§ Problem statement
How many lines in the material below contain the string "hyena", with case counting? Reply with the number only.

--- START Data shown ---

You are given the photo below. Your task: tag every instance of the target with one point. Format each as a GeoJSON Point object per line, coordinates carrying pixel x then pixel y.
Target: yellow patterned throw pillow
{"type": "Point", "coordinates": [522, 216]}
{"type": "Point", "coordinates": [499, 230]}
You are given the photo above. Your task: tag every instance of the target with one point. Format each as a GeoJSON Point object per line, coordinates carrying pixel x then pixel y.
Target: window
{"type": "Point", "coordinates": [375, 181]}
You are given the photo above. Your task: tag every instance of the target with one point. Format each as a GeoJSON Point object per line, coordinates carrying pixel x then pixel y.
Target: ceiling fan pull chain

--- END Data shown ---
--- START Data shown ---

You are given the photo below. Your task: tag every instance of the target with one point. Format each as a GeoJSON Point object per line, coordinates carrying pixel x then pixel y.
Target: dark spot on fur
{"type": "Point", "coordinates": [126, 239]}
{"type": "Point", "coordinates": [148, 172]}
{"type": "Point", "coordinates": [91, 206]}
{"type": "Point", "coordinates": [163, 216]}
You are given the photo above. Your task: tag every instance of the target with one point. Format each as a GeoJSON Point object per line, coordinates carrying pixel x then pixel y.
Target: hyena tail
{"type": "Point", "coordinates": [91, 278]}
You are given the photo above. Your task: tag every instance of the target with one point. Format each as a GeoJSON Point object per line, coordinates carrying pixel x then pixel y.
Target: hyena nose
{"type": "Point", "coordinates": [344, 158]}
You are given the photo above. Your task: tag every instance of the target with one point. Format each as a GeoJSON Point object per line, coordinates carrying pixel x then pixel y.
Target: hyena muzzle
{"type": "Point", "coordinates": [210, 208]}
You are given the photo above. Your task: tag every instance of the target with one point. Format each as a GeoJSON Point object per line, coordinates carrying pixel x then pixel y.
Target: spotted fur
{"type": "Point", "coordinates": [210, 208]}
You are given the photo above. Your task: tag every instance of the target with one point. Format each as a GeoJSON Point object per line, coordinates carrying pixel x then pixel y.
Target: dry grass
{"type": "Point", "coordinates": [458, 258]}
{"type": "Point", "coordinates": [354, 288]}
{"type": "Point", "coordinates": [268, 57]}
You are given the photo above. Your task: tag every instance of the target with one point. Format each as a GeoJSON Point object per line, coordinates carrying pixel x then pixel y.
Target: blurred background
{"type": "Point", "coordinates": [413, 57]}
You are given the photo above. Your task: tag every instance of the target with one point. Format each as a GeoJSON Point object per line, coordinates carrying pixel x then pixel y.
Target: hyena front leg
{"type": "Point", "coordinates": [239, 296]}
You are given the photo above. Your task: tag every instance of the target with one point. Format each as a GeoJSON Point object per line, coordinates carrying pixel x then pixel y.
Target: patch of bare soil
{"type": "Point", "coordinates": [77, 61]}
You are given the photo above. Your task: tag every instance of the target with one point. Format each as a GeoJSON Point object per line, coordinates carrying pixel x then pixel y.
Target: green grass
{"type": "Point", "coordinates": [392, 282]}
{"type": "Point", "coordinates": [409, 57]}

--- END Data shown ---

§ The completed task
4